— Begin DATA PROVIDED —
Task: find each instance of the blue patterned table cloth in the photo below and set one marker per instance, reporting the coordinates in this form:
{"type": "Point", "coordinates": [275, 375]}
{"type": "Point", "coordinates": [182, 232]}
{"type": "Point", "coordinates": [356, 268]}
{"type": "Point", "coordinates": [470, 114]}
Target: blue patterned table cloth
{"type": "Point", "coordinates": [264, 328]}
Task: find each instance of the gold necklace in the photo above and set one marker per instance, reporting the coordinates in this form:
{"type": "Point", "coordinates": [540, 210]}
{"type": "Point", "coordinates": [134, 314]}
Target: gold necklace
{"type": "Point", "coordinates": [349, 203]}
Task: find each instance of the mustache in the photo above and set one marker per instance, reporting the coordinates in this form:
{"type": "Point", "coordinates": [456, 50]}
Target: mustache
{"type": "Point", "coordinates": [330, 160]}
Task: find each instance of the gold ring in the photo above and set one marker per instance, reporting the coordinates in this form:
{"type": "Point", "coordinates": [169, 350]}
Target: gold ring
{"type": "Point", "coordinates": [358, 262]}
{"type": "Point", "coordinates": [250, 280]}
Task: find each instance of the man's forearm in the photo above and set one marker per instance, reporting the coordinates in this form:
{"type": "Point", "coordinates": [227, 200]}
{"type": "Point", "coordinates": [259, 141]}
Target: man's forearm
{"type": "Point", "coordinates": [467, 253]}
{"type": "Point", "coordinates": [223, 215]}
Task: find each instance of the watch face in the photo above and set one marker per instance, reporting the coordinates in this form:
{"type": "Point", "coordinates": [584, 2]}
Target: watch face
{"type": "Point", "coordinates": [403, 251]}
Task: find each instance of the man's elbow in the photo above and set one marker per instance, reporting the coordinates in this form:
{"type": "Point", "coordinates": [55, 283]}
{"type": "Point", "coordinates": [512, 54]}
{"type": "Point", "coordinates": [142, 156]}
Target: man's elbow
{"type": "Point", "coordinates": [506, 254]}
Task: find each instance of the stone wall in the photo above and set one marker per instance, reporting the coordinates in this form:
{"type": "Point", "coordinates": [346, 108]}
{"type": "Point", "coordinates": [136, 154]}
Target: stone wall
— End DATA PROVIDED —
- [DIRECTIONS]:
Retype exactly, please, each line from the line that contains "Task: find each instance of the gold ring" through the last line of the entries above, with nothing added.

- [RESULT OF THE EXERCISE]:
Task: find each instance of the gold ring in the photo above and set one marker per instance, reporting the coordinates in this form:
{"type": "Point", "coordinates": [169, 350]}
Target: gold ring
{"type": "Point", "coordinates": [358, 262]}
{"type": "Point", "coordinates": [250, 280]}
Task: find each instance of the man's forearm in the photo above and set one marker per instance, reporting the coordinates in this form:
{"type": "Point", "coordinates": [227, 200]}
{"type": "Point", "coordinates": [259, 141]}
Target: man's forearm
{"type": "Point", "coordinates": [467, 253]}
{"type": "Point", "coordinates": [223, 215]}
Task: find each instance of the watch face in the photo above and set one marker per instance, reporting the coordinates in this form:
{"type": "Point", "coordinates": [584, 2]}
Target: watch face
{"type": "Point", "coordinates": [403, 251]}
Task: find each instance of the man's elbow in the photo above and set one marker per instance, reporting the coordinates in this form:
{"type": "Point", "coordinates": [55, 283]}
{"type": "Point", "coordinates": [512, 54]}
{"type": "Point", "coordinates": [142, 156]}
Target: man's elbow
{"type": "Point", "coordinates": [506, 254]}
Task: find each instance of the stone wall in the photo above and set one marker per instance, reporting the coordinates in this form:
{"type": "Point", "coordinates": [346, 108]}
{"type": "Point", "coordinates": [136, 154]}
Target: stone wall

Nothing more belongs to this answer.